Problem to solve
Write out every entry word for word.

(Extracted data entries)

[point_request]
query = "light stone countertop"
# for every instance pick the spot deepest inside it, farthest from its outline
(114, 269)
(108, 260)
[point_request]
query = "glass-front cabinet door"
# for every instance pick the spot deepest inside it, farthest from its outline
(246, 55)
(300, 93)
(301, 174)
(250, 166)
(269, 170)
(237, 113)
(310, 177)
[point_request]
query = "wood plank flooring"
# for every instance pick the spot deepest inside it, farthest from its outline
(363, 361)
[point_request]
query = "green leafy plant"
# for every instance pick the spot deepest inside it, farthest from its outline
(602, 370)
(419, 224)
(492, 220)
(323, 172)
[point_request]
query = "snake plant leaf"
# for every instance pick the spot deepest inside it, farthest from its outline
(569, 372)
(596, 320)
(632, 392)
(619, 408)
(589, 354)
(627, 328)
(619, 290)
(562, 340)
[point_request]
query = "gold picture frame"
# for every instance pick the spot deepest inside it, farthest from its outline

Output for this task
[point_request]
query = "light stone countertop"
# for every instance pick the spot deepest inside it, farthest from its outline
(114, 269)
(108, 260)
[point_request]
query = "glass-front cabinet door"
# for every instance pick the spot deepest inside it, farthest from its outline
(246, 55)
(300, 93)
(301, 174)
(250, 166)
(269, 170)
(237, 113)
(310, 177)
[point_request]
query = "wood plank flooring"
# for every instance pick the spot deepest inside it, farthest from its outline
(363, 361)
[point_request]
query = "green leafy plant"
# for every instance pick the spot deepest inside it, farthest from its outline
(602, 370)
(419, 224)
(492, 220)
(323, 172)
[point_request]
query = "snake plant leaf"
# for every instance pick the spot deepest inside it, farthest from its outline
(569, 372)
(596, 320)
(632, 392)
(619, 408)
(589, 354)
(627, 328)
(619, 290)
(562, 340)
[point_request]
query = "gold picture frame"
# for every instance pick the spot deepest inside it, farthest from its outline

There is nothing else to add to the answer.